■ Problem A:
Please answer these questions about the talk description on Metrics Driven Development, one answer a line, marked like the questions:
(i) Which two other development paradigms should MDD be implemented alongside?
(ii) Which two traditional debugging approaches does MDD not replace?
(iii) What did the developer first identify in the episode the talk recounts?
■ Problem B: Copy the part of the talk description on Metrics Driven Development between "Our talk will" and "in web-scale systems.", inclusive.

■ Excerpt provided:
-=-=-=-=-

In the course of their day-to-day work, our development team actively relies on our metrics platform to confidently ship code to production and debug problems. They measure and correlate behavior between services on live production workloads, use real-time data to reason and hypothesize about production problems, and add or modify metrics and instrumentation in production to prove out their assumptions. Our own success in utilizing the metrics stream from production to close our engineering feedback loop, has convinced us that this, practice, which we describe as Metrics Driven Development (MDD), is a requirement of building web-scale systems. It is a discipline that should be implemented by development teams alongside other development paradigms like Test-driven-development (TDD) and Behavior-Driven-Development (BDD).
Our talk will recount an episode where we employed MDD to diagnose an actual problem encountered in our production system running at scale. The audience will follow as the developer initially identified an anomaly in a production KPI metric, developed a hypothesis as to the cause of the anomaly, added instrumentation to the code in question and finally confirmed the original hypothesis through observation of real-time metrics. Along the way we’ll include references to specific tools and best practices that developers can adopt in their own MDD efforts. We’ll also demonstrate that MDD does not replace traditional debugging approaches like request logging or code profiling, but can often help narrow the focus of those efforts, which can be expensive or difficult to perform in web-scale systems.

-=-=-=-=-

■ Provided information:
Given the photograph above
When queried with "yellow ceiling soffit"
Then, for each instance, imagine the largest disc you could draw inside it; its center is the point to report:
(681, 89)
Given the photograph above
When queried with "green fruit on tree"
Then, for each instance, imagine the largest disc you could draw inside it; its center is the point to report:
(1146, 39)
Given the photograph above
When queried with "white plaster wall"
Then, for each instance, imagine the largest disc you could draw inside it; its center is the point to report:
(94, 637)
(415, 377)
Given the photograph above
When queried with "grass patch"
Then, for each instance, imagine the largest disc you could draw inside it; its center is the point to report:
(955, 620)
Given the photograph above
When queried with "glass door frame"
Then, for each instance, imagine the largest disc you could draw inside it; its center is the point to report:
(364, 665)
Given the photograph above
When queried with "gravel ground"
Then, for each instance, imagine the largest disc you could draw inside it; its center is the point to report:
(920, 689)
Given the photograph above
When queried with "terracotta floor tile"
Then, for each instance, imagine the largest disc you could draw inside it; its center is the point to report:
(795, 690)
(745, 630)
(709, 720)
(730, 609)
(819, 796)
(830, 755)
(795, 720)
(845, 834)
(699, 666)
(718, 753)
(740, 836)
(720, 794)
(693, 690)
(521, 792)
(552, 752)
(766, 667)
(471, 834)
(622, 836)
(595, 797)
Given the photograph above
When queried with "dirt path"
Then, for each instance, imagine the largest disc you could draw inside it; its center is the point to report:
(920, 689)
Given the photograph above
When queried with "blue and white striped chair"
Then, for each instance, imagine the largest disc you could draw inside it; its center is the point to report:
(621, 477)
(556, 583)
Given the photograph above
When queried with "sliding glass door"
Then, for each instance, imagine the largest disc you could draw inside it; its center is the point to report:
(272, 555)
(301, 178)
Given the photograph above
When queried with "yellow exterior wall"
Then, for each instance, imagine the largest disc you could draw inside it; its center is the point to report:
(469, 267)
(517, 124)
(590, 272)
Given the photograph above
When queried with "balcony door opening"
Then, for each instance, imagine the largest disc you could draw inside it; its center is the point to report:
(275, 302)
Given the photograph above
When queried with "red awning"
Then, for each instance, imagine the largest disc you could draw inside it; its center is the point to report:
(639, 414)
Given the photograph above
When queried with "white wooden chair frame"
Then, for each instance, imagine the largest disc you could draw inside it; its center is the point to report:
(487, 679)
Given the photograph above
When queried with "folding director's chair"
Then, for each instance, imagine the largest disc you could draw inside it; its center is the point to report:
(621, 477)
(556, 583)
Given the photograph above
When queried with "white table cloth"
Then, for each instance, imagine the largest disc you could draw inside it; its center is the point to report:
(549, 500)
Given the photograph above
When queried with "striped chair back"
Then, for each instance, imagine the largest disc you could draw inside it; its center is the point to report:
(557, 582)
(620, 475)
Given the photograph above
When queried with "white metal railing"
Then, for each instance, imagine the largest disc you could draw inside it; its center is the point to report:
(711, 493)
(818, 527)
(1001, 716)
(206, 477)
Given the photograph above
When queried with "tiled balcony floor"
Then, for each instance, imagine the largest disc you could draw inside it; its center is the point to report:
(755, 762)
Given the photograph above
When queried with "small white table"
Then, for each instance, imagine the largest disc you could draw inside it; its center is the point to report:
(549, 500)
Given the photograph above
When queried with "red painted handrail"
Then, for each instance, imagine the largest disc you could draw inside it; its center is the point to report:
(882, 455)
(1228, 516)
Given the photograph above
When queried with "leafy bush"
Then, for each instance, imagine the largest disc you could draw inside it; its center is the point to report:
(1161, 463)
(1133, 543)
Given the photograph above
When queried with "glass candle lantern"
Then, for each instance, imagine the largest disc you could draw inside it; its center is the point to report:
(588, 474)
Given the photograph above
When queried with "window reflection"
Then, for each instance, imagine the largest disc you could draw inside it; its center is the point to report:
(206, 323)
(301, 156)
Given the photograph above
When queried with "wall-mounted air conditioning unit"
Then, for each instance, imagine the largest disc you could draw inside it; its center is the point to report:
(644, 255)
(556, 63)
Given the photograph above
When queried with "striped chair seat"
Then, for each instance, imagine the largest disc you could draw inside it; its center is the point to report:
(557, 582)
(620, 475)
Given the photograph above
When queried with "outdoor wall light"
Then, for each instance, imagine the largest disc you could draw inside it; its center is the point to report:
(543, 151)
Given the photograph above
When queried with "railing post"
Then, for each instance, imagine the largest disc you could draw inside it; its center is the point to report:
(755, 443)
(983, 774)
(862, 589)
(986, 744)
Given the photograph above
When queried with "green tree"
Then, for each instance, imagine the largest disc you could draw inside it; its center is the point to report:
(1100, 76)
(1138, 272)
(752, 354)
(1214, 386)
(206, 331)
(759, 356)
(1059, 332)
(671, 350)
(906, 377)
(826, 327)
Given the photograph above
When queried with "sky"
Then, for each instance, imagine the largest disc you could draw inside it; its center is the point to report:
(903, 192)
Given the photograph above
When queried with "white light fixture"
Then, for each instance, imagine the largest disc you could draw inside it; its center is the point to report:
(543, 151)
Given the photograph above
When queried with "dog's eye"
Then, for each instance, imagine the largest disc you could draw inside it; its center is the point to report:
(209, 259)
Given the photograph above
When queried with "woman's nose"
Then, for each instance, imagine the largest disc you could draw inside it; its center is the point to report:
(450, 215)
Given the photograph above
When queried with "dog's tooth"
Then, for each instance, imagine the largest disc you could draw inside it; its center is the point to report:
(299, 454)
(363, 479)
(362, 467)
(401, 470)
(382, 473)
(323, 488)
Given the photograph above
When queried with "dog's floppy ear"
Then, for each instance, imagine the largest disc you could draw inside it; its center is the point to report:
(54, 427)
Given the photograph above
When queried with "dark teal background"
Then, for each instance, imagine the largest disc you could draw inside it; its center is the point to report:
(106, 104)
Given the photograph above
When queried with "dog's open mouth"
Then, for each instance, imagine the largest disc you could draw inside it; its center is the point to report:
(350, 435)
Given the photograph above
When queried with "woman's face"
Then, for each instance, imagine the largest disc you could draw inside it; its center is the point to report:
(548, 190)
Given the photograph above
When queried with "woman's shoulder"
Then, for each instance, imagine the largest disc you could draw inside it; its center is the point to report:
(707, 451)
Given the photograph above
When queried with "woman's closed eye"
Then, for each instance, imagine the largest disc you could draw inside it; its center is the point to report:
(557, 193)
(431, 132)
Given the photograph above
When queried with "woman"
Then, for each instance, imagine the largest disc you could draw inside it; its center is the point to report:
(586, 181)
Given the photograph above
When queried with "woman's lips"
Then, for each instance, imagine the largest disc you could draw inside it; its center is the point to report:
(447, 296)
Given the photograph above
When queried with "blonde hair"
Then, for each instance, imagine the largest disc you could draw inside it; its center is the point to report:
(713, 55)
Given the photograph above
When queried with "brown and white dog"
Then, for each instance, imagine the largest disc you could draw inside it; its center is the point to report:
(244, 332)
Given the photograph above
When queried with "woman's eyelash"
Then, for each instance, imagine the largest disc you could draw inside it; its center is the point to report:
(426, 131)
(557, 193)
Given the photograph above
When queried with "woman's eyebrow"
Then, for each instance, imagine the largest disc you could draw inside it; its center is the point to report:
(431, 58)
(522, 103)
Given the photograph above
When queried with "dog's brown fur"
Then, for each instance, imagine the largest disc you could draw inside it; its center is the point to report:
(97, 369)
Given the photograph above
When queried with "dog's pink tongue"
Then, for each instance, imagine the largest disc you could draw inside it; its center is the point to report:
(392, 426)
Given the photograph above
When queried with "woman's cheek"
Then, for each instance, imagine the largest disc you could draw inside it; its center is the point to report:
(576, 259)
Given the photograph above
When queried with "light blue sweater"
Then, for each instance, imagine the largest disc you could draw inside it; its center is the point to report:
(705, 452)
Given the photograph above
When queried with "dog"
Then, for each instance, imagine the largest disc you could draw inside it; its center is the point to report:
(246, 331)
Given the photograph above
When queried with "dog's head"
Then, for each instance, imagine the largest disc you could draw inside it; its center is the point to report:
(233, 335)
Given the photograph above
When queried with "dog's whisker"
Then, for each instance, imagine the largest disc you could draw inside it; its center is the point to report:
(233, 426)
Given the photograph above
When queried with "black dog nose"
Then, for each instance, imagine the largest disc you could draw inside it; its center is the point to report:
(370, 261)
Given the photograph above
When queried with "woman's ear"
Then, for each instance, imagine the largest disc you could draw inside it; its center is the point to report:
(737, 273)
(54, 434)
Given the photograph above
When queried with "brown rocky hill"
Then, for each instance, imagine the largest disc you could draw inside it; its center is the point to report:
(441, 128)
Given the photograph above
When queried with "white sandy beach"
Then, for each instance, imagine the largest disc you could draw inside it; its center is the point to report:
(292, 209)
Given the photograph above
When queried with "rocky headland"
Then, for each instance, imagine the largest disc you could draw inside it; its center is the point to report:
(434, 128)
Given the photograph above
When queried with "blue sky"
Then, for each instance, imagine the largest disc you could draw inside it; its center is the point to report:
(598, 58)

-=-=-=-=-

■ Answer section A:
(i) Test-driven-development (TDD) and Behavior-Driven-Development (BDD)
(ii) Request logging and code profiling
(iii) An anomaly in a production KPI metric

■ Answer section B:
Our talk will recount an episode where we employed MDD to diagnose an actual problem encountered in our production system running at scale. The audience will follow as the developer initially identified an anomaly in a production KPI metric, developed a hypothesis as to the cause of the anomaly, added instrumentation to the code in question and finally confirmed the original hypothesis through observation of real-time metrics. Along the way we’ll include references to specific tools and best practices that developers can adopt in their own MDD efforts. We’ll also demonstrate that MDD does not replace traditional debugging approaches like request logging or code profiling, but can often help narrow the focus of those efforts, which can be expensive or difficult to perform in web-scale systems.